Coordinate annotation data

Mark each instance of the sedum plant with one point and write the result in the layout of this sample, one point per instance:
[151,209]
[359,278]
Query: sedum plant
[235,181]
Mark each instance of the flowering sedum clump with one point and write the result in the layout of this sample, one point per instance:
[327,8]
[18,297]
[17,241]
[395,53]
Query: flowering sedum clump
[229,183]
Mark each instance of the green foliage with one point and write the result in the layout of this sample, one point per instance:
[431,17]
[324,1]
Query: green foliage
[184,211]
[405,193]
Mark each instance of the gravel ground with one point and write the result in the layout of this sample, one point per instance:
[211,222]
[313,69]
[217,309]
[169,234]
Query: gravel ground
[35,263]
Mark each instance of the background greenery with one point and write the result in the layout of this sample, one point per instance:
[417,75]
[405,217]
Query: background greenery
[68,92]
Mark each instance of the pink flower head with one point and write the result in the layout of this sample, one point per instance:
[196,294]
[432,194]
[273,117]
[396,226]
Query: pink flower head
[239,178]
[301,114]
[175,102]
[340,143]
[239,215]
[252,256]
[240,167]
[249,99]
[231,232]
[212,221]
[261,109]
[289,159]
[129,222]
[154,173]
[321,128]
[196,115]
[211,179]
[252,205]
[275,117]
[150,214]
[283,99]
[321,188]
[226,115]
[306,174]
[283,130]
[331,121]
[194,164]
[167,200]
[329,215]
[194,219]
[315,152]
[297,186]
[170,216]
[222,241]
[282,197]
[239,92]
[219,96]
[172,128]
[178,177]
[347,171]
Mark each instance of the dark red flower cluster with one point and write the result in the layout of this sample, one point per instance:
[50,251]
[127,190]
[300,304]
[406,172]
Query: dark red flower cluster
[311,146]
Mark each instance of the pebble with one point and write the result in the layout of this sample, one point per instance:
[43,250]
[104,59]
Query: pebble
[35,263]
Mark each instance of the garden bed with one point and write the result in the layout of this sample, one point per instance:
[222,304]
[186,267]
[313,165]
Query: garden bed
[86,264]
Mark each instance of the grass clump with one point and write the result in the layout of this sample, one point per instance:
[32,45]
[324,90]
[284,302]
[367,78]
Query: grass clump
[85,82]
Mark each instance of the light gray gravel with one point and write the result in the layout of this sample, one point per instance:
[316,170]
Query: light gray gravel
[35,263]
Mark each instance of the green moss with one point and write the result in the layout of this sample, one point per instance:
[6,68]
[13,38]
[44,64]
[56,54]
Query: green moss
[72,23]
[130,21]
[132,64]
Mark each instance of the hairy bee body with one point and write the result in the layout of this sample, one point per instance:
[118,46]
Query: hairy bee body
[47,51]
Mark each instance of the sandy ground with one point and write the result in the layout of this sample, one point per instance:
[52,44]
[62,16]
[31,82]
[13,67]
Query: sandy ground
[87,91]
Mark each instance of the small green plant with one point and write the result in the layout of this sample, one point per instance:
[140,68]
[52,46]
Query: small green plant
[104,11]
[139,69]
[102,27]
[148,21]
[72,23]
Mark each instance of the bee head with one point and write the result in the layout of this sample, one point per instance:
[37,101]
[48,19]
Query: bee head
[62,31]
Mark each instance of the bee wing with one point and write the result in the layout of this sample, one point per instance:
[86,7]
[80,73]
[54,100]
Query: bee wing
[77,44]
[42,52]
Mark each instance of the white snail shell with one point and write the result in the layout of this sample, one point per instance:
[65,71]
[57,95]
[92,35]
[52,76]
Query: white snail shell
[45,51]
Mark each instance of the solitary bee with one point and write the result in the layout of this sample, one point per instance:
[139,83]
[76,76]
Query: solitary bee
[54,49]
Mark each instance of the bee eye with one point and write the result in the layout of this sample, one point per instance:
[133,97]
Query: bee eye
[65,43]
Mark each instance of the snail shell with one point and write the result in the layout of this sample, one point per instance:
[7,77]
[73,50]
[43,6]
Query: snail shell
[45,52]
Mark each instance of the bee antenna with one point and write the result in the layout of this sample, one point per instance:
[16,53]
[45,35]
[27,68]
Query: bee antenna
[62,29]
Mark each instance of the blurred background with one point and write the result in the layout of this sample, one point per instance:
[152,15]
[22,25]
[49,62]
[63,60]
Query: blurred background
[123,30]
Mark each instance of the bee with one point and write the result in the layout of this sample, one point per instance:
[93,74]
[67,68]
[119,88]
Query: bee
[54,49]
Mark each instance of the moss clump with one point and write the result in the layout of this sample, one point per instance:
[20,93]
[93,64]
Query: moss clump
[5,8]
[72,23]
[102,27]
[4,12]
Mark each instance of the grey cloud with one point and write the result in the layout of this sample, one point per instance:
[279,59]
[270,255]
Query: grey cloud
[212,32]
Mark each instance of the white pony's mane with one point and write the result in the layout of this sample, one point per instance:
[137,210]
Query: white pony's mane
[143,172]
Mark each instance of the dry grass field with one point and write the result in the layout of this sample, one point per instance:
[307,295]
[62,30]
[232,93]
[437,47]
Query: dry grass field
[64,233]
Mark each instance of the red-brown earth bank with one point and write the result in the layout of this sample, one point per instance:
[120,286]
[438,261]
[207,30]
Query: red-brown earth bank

Short exercise – Copy all of the data above word for word, leaving nothing out.

Task result –
Mark each instance of the sedum plant with one point and write the result in the layout of this sample, one point per instance:
[151,209]
[359,278]
Query: sedum plant
[235,181]
Mark each instance of the flowering sedum clump with one point and write the result in the layout of this sample, one point per instance:
[327,8]
[18,297]
[17,241]
[395,53]
Query: flowering sedum clump
[229,183]
Mark each instance of the green foliage with one point and write the result in the layout of this sample, one point per instance:
[431,17]
[324,1]
Query: green foliage
[184,211]
[405,193]
Mark each instance of the gravel ground with one point and write the result in the layout of this sample, one point per instance:
[211,222]
[313,69]
[217,309]
[169,234]
Query: gravel ground
[35,263]
Mark each instance of the background greenery with one point and write the result in the layout of this sample, one point per instance:
[417,75]
[405,217]
Query: background greenery
[68,92]
Mark each instance of the pink flower head with one point and write the result in the layout of this sample, one point per instance:
[196,294]
[432,194]
[273,117]
[396,226]
Query: pink flower head
[239,178]
[301,114]
[175,102]
[340,143]
[239,215]
[252,256]
[240,167]
[249,99]
[231,232]
[212,221]
[261,109]
[289,159]
[129,222]
[154,173]
[321,128]
[196,115]
[211,179]
[252,205]
[275,117]
[150,214]
[283,99]
[321,188]
[226,115]
[306,174]
[283,130]
[331,121]
[194,164]
[167,200]
[329,215]
[194,219]
[315,152]
[297,186]
[170,216]
[222,241]
[282,197]
[239,92]
[219,96]
[172,128]
[178,177]
[347,171]
Mark each instance of the dark red flower cluster with one point and write the result in the layout of this sample, one point per instance:
[50,251]
[127,190]
[300,304]
[406,172]
Query: dark red flower cluster
[311,146]
Mark each instance of the pebble with one point and write the result in the layout of this sample, one point per instance:
[43,250]
[104,59]
Query: pebble
[35,263]
Mark each instance of the garden bed with one point and write the result in the layout of this sample, one point per instance:
[222,304]
[186,267]
[313,165]
Query: garden bed
[86,264]
Mark each instance of the grass clump with one point and write the result in the layout of this sample, one point per instance:
[32,45]
[324,90]
[284,302]
[367,78]
Query: grass clump
[85,82]
Mark each instance of the light gray gravel with one point and write the result in the layout of this sample, one point per instance:
[316,170]
Query: light gray gravel
[35,263]
Mark each instance of the green moss with one point and write the result in the layout of this sample, one point per instance:
[6,68]
[13,38]
[44,64]
[56,54]
Query: green moss
[72,23]
[130,21]
[132,64]
Mark each instance of the hairy bee body with one point and write the result in the layout of this sample, one point per instance:
[118,46]
Query: hairy bee body
[47,51]
Mark each instance of the sandy ground with one point and write the result in the layout of this sample, one point per instance:
[52,44]
[62,16]
[31,82]
[13,67]
Query: sandy ground
[87,91]
Mark each instance of the small green plant with one point and write the result in the layout of this sample, one point per instance:
[140,68]
[52,46]
Query: small green plant
[104,11]
[139,69]
[102,27]
[148,21]
[72,23]
Mark each instance of the bee head with one point and write the result in the layout of this sample, one point per instance:
[37,101]
[48,19]
Query: bee head
[62,31]
Mark each instance of the bee wing with one point and write the result in the layout of this sample, one point per instance:
[86,7]
[80,73]
[54,100]
Query: bee wing
[77,44]
[42,52]
Mark each instance of the white snail shell with one point and write the result in the layout of this sample, one point per instance:
[65,71]
[57,95]
[92,35]
[52,76]
Query: white snail shell
[45,51]
Mark each instance of the solitary bee with one point and write the result in the layout of this sample, one point per instance:
[139,83]
[76,76]
Query: solitary bee
[54,49]
Mark each instance of the bee eye with one point and write the result in the layout of this sample, one point per instance:
[133,97]
Query: bee eye
[65,43]
Mark each instance of the snail shell with one point and write the result in the layout of this sample, one point per instance:
[7,77]
[73,50]
[43,6]
Query: snail shell
[45,52]
Mark each instance of the bee antenna with one point and write the result in the layout of this sample, one point per instance:
[16,53]
[45,35]
[27,68]
Query: bee antenna
[62,29]
Mark each instance of the blurred background with one point and write the result in the layout of this sample, one point per instance:
[152,15]
[22,25]
[49,62]
[63,60]
Query: blurred background
[123,30]
Mark each instance of the bee with one point and write the result in the layout of this sample, one point per instance:
[93,74]
[67,68]
[119,88]
Query: bee
[54,49]
Mark each instance of the moss clump with one point and write the result in the layout of this sample, one point per instance:
[20,93]
[93,64]
Query: moss clump
[5,8]
[72,23]
[102,27]
[4,12]
Mark each instance of the grey cloud with one point and write the result in the layout of this sample, one point per instance:
[279,59]
[270,255]
Query: grey cloud
[212,32]
Mark each instance of the white pony's mane with one point and write the result in the layout of this sample, one point per instance:
[137,210]
Query: white pony's mane
[143,172]
Mark each instance of the dry grass field with one point and write the result in the layout of this sample, one point per instance:
[307,295]
[62,30]
[232,93]
[437,47]
Query: dry grass field
[64,233]
Mark each instance of the red-brown earth bank with one point and write the result in the layout of this sample, one point per instance:
[120,286]
[438,261]
[207,30]
Query: red-brown earth bank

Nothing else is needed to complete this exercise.